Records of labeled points
[Begin]
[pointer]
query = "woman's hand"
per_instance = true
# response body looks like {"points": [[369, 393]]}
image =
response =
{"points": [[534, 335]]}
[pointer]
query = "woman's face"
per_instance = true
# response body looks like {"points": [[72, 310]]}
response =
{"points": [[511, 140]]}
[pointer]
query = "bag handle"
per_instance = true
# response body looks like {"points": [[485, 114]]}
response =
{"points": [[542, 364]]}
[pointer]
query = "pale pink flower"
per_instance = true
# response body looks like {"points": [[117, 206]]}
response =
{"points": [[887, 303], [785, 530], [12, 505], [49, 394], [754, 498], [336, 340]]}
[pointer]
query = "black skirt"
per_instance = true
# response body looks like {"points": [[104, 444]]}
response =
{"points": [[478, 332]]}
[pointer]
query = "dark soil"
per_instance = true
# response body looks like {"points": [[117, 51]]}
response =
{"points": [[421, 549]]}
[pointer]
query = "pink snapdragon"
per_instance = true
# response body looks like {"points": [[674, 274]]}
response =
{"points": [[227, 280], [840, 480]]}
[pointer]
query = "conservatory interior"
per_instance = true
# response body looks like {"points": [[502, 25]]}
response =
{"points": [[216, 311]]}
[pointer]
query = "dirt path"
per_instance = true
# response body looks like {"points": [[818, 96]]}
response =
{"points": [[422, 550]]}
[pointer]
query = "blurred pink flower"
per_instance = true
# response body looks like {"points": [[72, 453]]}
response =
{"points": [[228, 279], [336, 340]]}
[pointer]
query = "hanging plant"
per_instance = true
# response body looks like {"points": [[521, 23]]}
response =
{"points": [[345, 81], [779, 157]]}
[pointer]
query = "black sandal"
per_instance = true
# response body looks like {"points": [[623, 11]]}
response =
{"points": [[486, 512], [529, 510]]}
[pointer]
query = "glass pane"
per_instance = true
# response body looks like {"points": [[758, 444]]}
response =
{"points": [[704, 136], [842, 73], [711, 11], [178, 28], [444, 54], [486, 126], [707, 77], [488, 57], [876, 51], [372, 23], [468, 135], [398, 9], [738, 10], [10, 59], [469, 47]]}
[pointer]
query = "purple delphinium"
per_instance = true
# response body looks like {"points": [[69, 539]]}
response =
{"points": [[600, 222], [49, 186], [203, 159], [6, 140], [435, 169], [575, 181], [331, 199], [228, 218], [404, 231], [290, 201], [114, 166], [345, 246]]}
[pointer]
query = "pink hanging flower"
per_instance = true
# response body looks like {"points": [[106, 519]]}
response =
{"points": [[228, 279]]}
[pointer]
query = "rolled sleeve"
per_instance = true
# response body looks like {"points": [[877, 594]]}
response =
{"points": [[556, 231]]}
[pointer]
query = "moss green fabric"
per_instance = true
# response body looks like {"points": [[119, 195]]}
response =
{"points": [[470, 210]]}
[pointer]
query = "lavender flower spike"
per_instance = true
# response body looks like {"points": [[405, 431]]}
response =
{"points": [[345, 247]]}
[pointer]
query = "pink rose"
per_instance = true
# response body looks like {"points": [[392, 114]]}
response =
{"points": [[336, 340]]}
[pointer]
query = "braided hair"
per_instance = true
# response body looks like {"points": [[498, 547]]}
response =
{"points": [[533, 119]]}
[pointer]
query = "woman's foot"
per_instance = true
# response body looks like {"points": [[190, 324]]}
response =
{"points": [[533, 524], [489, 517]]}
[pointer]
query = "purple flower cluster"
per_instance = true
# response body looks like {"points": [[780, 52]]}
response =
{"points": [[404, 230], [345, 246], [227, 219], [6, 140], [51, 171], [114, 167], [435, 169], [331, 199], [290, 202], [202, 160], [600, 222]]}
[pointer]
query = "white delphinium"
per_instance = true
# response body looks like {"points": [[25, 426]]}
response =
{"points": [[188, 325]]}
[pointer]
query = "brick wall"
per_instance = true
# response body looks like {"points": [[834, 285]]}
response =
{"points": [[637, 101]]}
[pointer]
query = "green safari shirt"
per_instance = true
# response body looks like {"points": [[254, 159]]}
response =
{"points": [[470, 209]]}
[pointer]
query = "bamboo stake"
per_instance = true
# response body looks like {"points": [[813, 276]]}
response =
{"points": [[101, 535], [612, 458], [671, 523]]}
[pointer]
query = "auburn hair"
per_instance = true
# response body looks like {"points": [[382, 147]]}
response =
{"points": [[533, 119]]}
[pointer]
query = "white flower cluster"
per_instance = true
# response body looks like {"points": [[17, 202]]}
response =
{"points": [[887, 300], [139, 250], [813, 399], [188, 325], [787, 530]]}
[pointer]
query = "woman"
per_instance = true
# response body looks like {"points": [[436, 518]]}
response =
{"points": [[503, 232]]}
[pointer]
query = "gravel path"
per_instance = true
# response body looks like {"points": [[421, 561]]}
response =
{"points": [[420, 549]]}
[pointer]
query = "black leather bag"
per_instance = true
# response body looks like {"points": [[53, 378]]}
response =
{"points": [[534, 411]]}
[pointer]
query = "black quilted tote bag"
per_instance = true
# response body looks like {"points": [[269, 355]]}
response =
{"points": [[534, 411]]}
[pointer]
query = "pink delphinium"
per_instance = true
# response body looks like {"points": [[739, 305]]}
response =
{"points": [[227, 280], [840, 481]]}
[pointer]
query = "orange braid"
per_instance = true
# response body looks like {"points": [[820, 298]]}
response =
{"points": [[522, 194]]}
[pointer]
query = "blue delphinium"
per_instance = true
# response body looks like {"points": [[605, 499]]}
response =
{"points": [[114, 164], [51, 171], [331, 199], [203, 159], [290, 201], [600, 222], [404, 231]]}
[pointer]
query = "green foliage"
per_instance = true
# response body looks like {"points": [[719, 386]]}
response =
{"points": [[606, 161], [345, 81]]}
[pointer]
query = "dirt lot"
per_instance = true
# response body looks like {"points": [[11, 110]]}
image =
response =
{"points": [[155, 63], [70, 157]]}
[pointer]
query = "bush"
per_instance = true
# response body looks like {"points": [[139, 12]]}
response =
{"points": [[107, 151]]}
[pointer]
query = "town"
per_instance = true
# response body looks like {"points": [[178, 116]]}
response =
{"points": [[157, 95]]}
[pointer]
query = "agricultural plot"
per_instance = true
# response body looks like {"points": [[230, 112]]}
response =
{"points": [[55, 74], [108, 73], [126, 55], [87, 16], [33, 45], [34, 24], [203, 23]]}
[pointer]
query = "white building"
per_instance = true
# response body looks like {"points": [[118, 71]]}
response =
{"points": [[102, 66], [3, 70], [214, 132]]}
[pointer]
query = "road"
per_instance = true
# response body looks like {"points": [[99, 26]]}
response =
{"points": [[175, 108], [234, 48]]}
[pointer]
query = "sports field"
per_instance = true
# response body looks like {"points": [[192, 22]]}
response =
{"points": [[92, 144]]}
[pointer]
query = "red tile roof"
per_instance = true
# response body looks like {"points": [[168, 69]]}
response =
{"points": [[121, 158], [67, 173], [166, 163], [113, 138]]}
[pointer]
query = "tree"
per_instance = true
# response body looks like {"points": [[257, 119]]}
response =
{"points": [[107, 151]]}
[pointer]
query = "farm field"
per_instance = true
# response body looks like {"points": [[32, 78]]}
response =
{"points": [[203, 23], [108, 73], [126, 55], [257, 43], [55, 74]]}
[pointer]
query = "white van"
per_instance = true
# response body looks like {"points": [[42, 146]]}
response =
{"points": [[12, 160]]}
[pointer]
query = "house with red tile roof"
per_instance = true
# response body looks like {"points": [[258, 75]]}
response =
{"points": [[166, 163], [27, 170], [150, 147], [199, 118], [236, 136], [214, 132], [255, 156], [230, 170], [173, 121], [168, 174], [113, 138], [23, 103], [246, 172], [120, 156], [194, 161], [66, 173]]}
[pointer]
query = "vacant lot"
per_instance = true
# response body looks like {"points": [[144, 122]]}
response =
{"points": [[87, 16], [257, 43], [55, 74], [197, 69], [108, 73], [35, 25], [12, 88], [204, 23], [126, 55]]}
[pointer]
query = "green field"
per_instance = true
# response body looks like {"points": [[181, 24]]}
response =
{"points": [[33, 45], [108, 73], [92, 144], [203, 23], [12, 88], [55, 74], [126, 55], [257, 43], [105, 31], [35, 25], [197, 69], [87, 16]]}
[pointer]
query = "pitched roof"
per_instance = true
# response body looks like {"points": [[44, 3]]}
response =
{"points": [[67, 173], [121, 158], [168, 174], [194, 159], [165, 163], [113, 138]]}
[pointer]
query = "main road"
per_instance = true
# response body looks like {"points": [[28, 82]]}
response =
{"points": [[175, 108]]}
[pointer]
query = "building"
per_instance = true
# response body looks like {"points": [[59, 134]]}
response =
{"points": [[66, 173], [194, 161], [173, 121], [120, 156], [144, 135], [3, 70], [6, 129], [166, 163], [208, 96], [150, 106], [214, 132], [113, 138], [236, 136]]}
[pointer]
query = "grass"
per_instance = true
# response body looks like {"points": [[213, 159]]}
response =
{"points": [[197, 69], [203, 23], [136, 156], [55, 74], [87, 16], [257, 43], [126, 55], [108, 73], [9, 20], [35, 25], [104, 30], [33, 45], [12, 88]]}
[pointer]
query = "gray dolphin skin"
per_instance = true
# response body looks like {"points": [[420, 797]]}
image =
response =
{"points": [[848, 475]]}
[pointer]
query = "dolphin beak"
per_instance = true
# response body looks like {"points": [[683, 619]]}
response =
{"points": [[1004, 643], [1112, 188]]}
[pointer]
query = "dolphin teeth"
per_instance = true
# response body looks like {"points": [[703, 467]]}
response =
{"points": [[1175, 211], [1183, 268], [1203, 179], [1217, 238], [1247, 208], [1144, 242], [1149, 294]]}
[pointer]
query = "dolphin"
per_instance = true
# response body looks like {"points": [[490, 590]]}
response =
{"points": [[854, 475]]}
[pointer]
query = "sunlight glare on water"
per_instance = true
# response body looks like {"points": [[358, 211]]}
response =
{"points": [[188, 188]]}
[End]
◆ **Work to be completed**: How many lines in the rows above contain the string "field", matching case exactly? Reply with the number alone.

◆ **Final answer**: 3